Exercise A: Repeat everything in the forum thread on calmag from "Well-known member" down to "like a tosser.".
Exercise B: Go on with the forum thread on calmag from its last post.

Text passage:
Many soil feeds, including canna, offer no calcium or magnesium. The canna terra can work in coco, if you add calmag appropriately. In soil, I was also having to add calmag to my moderate tap water, or canna wasn't cutting it. Perhaps since the global domination of LED is well under way, they should reformulate these feeds. It seems crazy to have everything in there, even the small stuff, but skip Ca&Mg
I was having the exact same issues under Ceramic Metal Halide. I actually switched to LED because I thought I was burning the canopy (room height limitations) but here I am seeing the same thing. I spoke to one of the engineers at the testing facility and he said I will have all the numbers I need to calculate the "RSC". I'm pretty close to finish in the rooms I currently have. By then, I'll have the new results from the water test and I can determine if I need to add a CalMag supplement. I secretly hope I don't but I am obviously open to whatever solves the issue. I'm sticking with BioCanna no matter what happens and I might even considered a flood table at some point for their Aqua line. Again, I sincerely appreciate everyone chiming in, I would have gone mad trying to figure this out on my own.
 
Last edited:
Is cannabio just for soil?
Many soil feeds, including canna, offer no calcium or magnesium. The canna terra can work in coco, if you add calmag appropriately. In soil, I was also having to add calmag to my moderate tap water, or canna wasn't cutting it. Perhaps since the global domination of LED is well under way, they should reformulate these feeds. It seems crazy to have everything in there, even the small stuff, but skip Ca&Mg


What's with your fucking obsession with calmag dude.

You need to put that dispo grade indica shit away.
 

Ca++

Well-known member
What's with your fucking obsession with calmag dude.

You need to put that dispo grade indica shit away.
You weren't worth this much of a reply, but when I see someone on my notifications, and think ffs, that has to mean I expect a shit post. One that just wastes everyone's time. Perhaps with some sort of insult. That just makes you look like a tosser.

Worthless waste of space.
 

Orange's Greenhouse

Active member
It seems crazy to have everything in there, even the small stuff, but skip Ca&Mg
Crazy until you can sell another bottle of expensive water.
What you're referring to are hard water formulations. You can also get one part soft water formulations that supply Ca and Mg not present in the tap water used. It's a solved issue in horticulture but cannabis is such a special plant that these feeds are not suitable for obvious reasons.

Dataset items
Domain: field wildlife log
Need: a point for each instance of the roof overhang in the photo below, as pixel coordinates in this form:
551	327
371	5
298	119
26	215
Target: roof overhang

Your response A:
Well-known member
What's with your fucking obsession with calmag dude.

You need to put that dispo grade indica shit away.
You weren't worth this much of a reply, but when I see someone on my notifications, and think ffs, that has to mean I expect a shit post. One that just wastes everyone's time. Perhaps with some sort of insult. That just makes you look like a tosser.

Your response B:
 

Ca++

Well-known member
Crazy until you can sell another bottle of expensive water.
What you're referring to are hard water formulations. You can also get one part soft water formulations that supply Ca and Mg not present in the tap water used. It's a solved issue in horticulture but cannabis is such a special plant that these feeds are not suitable for obvious reasons.
There is no hard water terra. They don't use any Ca or Mg, because the soil is likely 1500ppm Ca and 200ppm Mg.
It's just a base feed though. If you run co2, or reduce transpiration for some other reason, you will need to add them. They can't put them in for everybody though, as a hard water user would be out of luck.
There is no silver bullet feed, but if just getting a crop is all you need, then their are certainly single bottles out there. Not everyone is chasing perfection, and some are even in denial that there can be better. Most farming families won't soil test, as it's too modern to get an extra half tonne an acre. Maybe 15% more output, with a proper targetted approach, not just horse shit.

I don't envy anyone struggling, that only has organic feeds to hand. Most of us are reactive growers, and know that when we see the problem, it's allready too late. Organic feeds slow the corrections by days though. We feed them organics, but they get it days later. So the process of incremental adjustments, with short waits to see the outcome, becomes a long time. For a rapid crop with maybe 8 weeks to flower, I just wouldn't want to take that on. If my notifications are arriving late, I want to be able to react instantly.